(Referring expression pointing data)
────────────────

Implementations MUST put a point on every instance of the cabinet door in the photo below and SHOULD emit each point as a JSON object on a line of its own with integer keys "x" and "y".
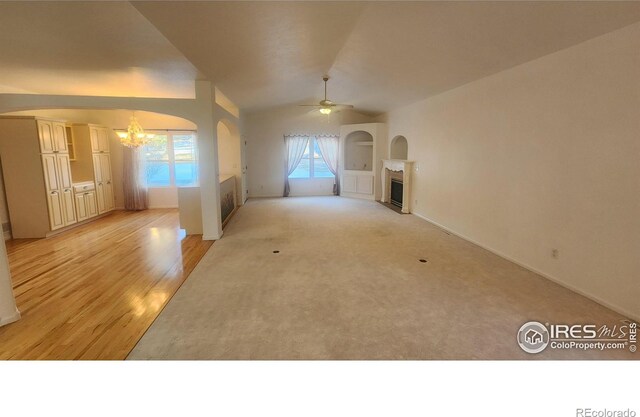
{"x": 97, "y": 168}
{"x": 60, "y": 137}
{"x": 68, "y": 207}
{"x": 50, "y": 168}
{"x": 45, "y": 135}
{"x": 103, "y": 140}
{"x": 100, "y": 198}
{"x": 81, "y": 207}
{"x": 54, "y": 203}
{"x": 95, "y": 142}
{"x": 91, "y": 203}
{"x": 64, "y": 170}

────────────────

- Requirement
Every entry must be written out exactly, with all pictures left out.

- Task solution
Implementations MUST put a point on every instance of the cabinet door in the photo below and SHOULD emit each point as a JSON object on a line of its own with integer keys "x" and "y".
{"x": 97, "y": 168}
{"x": 60, "y": 137}
{"x": 68, "y": 207}
{"x": 50, "y": 168}
{"x": 45, "y": 135}
{"x": 103, "y": 140}
{"x": 100, "y": 198}
{"x": 81, "y": 207}
{"x": 54, "y": 203}
{"x": 95, "y": 142}
{"x": 91, "y": 203}
{"x": 64, "y": 170}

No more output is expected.